* [TEXTAUSZUG]:
::::::::

# Sinamics S120 mit 317CPU und Profibus Drehmoment/Drehwinkel gesteuert - Beispiel erwe



## Andy_Scheck (1 Juli 2015)

Hallo Antriebsfreunde,

ich verwende einen S120 mit einer CU 320 DP und möchte einen Antrieb über Profibus wahlweise Drehmoment und Drehwinkel gesteuert antreiben.

Ich hab mir folgendes Beispiel auf der Siemens-Seite geladen und auch soweit eingerichtet:

(Positionierung eines S120 mit STEP 7 V5 über PROFIBUS mit Safety Integrated (via Klemme)
https://support.industry.siemens.com/cs/document/67261457?dti=0&lc=de-WW

Der Antrieb lässt sich soweit einwandfrei über die Visu ansteuern (Drehzahlgesteuert). Nun möchte ich die Umschaltung von Drehzahl auf Drehmomentregelung einfügen sowie auch weitere Werte auslesen (Strom, Drehmoment, Motortemperatur)
Im Starter hab ich hierfür das Standardtelegramm 1 verlängert (Telegrammverlängerung - Länge 8) und unter Kommunikation (Servo) die Kanäle eingefügt.
Muss ich in Simatic nun den Struct UDT 13 um diese Kanäle erweitern bzw. identisch mit dem Aufbau in Starter ergänzen. Lässt sich so ein Baustein-Struct nicht automatisiert erstellen?

Softwar-Umgebung:

S7 V5.5 SP1
Starter 4.4 HF3

Vielen Dank im Vorraus


----------



## zako (5 Juli 2015)

wenn Du momentan Tel. 1 einsetzt, dann verfährst Du drehzahlgeregelt (Du hast noch den Hochlaufgeber aktiviert ?). 
Ich würde nun Zusatzdaten anlegen (oder eine Telegrammverlängerung) und dort z.B die Drehmomentgrenzen vorgeben und eben den Stromistwert r68, Drehmoment r80 und Temperatur r35 hoch zur SPS schicken (Kommunizieren kann man über SFC14/15 in "classic")
Wenn man nun das Drehmoment begrenzt dann kann man z.B. einstellen, wie der Hochlaufgeber reagiert, z.B. kann man den Drehzahlsollwert immer auf den Drehzahlistwert nachführen und wenn das Gegenmoment nachlässt stoßfrei weiterfahren.
Möglichkeiten hast Du durch die Bico-/Konnektortechnologie des SINAMICS ohne Ende - wenn Du willst kannst Du per DCC eigene Logik direkt im Antrieb  programmieren.


----------



## Andy_Scheck (8 Juli 2015)

Hallo,
war leider bis gestern damit beschäftigt die Telegrammverlängerung und die damit verbundene Änderung im UDT zum laufen zu bekommen - passt soweit.
Hab den Stromistwert, das Drehmoment und die Temperatur in die Telegrammverlängerung gepackt (Sendedaten) und lass mir das im WinCC anzeigen.

Nun würde ich gerne eine reine Drehmoment-Regelung realisieren: Bsp. Vorgabe 10Nm - Antrieb läuft Drehzahlunabhängig mit 10 Nm.
Gibt es hierzu keinen Drehmoment-Sollwert?

::::::::

* [VORLIEGENDE ANGABEN]:
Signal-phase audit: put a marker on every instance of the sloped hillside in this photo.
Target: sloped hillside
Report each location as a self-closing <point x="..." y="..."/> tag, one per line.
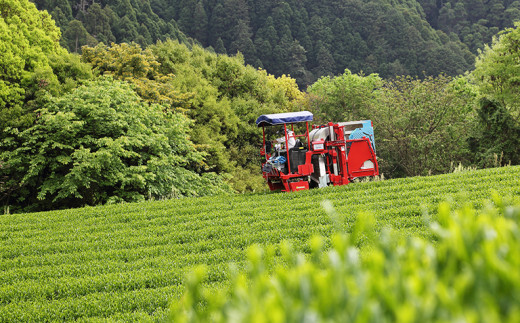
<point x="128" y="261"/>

::::::::

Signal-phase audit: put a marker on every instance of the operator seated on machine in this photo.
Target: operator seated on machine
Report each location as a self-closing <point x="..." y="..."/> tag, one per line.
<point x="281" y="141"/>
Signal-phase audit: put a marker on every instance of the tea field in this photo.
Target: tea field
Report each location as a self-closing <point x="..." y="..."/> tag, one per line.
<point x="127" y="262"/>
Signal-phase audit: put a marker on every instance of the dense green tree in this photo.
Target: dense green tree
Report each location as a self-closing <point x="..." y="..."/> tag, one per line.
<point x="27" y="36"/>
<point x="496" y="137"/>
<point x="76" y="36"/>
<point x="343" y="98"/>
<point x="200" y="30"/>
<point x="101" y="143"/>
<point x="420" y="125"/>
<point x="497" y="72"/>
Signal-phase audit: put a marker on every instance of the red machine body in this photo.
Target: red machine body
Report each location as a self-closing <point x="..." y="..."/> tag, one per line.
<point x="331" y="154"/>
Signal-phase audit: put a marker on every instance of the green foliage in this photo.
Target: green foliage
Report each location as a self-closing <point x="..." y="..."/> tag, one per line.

::::::::

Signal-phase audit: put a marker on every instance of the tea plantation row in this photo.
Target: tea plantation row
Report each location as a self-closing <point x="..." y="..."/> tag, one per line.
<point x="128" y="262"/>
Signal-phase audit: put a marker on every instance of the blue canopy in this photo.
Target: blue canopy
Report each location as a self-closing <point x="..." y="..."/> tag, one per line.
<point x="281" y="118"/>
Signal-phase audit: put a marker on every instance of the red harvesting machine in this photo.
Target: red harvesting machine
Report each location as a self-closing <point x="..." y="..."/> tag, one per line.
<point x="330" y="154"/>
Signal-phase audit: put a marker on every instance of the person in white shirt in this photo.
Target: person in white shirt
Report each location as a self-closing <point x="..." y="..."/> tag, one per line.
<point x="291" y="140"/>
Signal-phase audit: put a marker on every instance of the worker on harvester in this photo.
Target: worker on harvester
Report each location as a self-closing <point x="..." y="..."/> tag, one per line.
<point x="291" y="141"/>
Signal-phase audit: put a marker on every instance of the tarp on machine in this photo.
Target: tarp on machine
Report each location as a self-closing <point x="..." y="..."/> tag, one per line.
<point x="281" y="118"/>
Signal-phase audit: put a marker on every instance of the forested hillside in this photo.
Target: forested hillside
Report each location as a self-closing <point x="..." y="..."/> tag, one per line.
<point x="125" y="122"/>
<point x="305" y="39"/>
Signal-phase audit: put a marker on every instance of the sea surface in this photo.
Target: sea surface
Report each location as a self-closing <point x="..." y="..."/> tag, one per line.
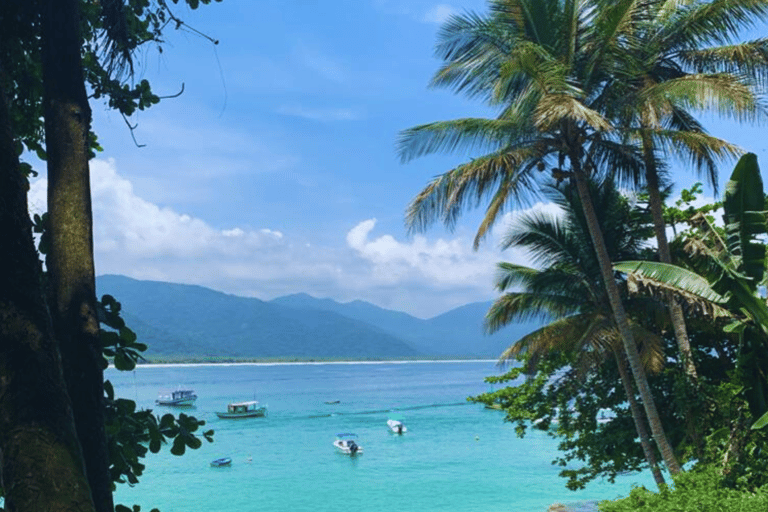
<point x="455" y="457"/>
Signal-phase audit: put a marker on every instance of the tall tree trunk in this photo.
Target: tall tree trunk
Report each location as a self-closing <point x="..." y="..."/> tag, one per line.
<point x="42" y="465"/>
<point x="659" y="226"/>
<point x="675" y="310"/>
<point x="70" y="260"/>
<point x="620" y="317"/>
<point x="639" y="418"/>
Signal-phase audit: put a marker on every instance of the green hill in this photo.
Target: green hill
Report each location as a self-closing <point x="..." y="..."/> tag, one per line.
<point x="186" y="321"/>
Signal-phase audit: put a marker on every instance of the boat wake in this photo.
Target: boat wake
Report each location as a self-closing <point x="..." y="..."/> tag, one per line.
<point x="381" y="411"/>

::::::::

* [ZU ERLEDIGEN]:
(A) Übertragen Sie einen Abschnitt aus dem Textauszug wortgetreu. Beginnen Sie bei den Worten „Der Antrieb lässt“ und hören Sie nach „nicht automatisiert erstellen?“ auf.
(B) Beantworten Sie anhand des Textauszugs die folgenden Fragen:
(i) Welche Version von Starter wird als Teil der Software-Umgebung angegeben?
(ii) Welche Parameter nennt zako für den Stromistwert, das Drehmoment und die Temperatur?
(iii) Welche Länge hat die Telegrammverlängerung, mit der das Standardtelegramm 1 verlängert wurde?
Als Grundlage dient ausschließlich der Textauszug.

* [LÖSUNGEN]:
(A)
Der Antrieb lässt sich soweit einwandfrei über die Visu ansteuern (Drehzahlgesteuert). Nun möchte ich die Umschaltung von Drehzahl auf Drehmomentregelung einfügen sowie auch weitere Werte auslesen (Strom, Drehmoment, Motortemperatur)
Im Starter hab ich hierfür das Standardtelegramm 1 verlängert (Telegrammverlängerung - Länge 8) und unter Kommunikation (Servo) die Kanäle eingefügt.
Muss ich in Simatic nun den Struct UDT 13 um diese Kanäle erweitern bzw. identisch mit dem Aufbau in Starter ergänzen. Lässt sich so ein Baustein-Struct nicht automatisiert erstellen?

(B)
(i) Angegeben ist die Version Starter 4.4 HF3.
(ii) Für den Stromistwert nennt zako r68, für das Drehmoment r80 und für die Temperatur r35.
(iii) Die Telegrammverlängerung hat die Länge 8.